**Do this**.
Can you give the entries starting at the line containing "TARGET = cloud" and ending at the last one as a two-column CSV with headers text and answer, one row per entry? Put each field in quotation marks and replace its line breaks with spaces.

— Start —

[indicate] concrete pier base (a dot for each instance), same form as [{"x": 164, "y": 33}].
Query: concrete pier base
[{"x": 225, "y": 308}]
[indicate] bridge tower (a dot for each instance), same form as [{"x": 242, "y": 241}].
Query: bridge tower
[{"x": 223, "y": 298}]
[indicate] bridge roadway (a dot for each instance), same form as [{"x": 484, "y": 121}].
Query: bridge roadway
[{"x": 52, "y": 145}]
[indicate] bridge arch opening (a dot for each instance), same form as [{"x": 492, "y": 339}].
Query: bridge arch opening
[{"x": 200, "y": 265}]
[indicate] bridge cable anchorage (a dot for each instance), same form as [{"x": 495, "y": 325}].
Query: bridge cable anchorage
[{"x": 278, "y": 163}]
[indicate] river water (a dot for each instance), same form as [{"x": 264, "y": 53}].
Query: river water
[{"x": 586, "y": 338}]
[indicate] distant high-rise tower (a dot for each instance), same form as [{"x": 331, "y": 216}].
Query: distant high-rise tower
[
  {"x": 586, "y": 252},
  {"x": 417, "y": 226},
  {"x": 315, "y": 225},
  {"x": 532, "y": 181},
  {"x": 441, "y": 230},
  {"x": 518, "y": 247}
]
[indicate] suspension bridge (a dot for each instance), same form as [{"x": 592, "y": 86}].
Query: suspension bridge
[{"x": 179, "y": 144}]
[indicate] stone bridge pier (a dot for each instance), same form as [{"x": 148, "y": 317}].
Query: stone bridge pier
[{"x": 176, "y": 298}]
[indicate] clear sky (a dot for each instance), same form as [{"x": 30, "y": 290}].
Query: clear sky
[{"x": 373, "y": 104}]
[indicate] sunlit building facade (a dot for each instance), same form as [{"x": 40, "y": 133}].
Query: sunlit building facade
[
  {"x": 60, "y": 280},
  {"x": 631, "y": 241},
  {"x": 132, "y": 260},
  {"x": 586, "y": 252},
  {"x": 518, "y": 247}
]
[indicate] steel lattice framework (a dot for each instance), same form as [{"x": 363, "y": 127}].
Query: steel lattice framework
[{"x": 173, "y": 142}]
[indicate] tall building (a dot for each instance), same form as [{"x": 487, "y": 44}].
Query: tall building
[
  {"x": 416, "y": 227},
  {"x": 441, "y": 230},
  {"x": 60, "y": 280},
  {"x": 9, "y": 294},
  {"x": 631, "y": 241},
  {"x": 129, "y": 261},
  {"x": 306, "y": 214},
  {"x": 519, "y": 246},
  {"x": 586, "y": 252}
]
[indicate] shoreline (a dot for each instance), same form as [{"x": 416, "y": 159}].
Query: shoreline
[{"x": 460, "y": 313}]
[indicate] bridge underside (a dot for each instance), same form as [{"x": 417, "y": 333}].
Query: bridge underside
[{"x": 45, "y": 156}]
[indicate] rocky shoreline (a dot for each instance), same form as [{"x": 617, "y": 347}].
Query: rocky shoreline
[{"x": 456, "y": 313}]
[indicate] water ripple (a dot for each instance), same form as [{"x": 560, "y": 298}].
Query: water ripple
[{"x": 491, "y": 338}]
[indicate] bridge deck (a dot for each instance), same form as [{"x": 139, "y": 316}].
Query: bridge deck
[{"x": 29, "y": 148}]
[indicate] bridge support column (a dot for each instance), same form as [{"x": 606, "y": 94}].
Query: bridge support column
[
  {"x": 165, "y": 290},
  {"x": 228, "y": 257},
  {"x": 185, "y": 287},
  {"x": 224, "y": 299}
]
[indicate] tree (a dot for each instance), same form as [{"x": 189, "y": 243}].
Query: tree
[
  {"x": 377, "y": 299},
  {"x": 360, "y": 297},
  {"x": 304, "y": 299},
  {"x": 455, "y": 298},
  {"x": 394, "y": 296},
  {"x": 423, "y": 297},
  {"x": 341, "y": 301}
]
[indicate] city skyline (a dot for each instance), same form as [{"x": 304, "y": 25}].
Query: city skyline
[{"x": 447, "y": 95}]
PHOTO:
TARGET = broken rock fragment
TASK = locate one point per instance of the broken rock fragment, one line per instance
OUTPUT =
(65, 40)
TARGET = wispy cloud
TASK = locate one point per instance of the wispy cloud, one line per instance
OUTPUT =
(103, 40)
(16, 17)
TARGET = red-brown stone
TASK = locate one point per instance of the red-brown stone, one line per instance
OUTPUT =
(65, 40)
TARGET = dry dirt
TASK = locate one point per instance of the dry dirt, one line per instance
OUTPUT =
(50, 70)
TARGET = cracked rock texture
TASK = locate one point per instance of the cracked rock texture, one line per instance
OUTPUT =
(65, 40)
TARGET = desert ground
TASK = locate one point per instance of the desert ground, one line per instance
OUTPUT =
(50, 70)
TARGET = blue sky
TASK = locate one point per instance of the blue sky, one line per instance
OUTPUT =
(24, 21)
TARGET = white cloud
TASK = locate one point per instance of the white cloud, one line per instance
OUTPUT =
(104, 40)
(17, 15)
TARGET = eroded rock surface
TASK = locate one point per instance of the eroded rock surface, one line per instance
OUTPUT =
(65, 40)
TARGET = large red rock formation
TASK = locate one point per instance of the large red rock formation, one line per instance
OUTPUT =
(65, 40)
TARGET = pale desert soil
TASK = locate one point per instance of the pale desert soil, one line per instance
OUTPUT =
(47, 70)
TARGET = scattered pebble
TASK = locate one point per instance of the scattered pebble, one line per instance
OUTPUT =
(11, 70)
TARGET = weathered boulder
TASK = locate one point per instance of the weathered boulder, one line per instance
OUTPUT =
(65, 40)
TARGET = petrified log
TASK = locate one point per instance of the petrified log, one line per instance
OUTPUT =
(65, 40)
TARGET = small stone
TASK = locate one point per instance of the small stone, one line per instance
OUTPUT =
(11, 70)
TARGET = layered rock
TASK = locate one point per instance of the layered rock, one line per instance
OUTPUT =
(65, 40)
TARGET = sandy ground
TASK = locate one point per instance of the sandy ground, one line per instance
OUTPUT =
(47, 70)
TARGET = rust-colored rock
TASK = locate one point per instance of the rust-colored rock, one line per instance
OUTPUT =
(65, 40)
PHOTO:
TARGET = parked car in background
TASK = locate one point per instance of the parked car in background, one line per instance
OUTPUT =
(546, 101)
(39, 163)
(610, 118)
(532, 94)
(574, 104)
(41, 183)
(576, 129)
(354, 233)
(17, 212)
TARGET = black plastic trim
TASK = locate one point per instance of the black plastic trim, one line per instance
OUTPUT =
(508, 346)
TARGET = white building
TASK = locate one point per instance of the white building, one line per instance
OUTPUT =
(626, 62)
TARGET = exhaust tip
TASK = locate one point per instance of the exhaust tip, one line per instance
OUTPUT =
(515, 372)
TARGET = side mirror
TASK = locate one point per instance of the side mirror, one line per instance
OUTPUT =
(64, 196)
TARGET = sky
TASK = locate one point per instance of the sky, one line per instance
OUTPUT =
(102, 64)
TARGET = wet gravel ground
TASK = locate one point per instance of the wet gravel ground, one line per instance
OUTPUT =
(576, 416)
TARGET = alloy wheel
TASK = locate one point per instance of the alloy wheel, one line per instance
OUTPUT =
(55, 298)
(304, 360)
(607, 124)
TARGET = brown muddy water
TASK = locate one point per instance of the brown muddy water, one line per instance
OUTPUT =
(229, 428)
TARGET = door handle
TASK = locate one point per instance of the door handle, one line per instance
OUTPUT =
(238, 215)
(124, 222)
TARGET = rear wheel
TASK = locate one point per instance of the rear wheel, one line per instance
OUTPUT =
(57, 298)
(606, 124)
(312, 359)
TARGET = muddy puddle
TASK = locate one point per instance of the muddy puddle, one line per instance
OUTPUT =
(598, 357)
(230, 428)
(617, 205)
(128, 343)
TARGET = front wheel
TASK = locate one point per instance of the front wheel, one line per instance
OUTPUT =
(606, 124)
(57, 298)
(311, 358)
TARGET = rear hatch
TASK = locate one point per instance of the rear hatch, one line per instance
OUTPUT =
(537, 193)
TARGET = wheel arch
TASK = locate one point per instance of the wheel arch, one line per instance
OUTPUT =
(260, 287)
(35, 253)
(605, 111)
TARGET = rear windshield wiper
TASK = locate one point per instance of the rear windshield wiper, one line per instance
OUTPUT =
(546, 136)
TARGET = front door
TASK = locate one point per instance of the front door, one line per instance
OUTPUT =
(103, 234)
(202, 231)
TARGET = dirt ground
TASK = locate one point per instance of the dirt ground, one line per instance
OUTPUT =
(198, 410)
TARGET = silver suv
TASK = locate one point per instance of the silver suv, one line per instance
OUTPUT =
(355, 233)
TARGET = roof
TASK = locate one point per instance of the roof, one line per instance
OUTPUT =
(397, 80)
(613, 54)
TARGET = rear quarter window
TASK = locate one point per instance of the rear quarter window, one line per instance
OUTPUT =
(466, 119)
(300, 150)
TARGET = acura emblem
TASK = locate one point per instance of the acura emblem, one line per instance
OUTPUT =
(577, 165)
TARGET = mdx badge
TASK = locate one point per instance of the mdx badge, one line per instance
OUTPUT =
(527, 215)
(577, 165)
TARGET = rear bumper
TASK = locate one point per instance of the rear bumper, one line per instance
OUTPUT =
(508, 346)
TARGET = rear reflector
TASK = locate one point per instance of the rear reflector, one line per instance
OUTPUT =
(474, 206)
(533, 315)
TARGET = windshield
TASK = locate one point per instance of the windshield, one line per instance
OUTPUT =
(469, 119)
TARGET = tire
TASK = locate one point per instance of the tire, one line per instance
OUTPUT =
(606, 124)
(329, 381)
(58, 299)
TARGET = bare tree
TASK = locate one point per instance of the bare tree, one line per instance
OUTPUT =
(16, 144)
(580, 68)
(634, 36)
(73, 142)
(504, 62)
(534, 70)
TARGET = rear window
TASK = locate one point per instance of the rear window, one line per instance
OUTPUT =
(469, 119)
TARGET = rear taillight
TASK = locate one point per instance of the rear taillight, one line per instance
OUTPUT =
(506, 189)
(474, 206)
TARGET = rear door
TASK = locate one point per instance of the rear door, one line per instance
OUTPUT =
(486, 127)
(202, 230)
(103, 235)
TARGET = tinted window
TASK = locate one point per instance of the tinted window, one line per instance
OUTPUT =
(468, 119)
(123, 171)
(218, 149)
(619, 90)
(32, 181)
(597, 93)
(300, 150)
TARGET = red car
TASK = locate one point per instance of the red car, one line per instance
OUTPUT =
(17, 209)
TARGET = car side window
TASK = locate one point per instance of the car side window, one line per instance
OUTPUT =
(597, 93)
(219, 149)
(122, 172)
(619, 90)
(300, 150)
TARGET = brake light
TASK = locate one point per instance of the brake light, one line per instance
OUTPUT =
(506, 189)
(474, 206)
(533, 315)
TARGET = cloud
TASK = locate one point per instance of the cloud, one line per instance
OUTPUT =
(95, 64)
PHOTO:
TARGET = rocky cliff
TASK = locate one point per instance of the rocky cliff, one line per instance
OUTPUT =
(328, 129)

— End —

**Correct output**.
text,answer
"TARGET = cloud TASK = locate one point per instance of the cloud, one line per instance OUTPUT =","(95, 64)"
"PHOTO: TARGET = rocky cliff TASK = locate one point per instance of the rocky cliff, one line per instance OUTPUT =","(328, 129)"